Exercise objective: Count the lines below that contain the word "bottom", and give only that number.

Material for this exercise:
________

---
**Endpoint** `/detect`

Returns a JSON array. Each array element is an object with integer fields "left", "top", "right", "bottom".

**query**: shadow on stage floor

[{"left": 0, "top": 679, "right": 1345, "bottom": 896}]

________

Written answer: 2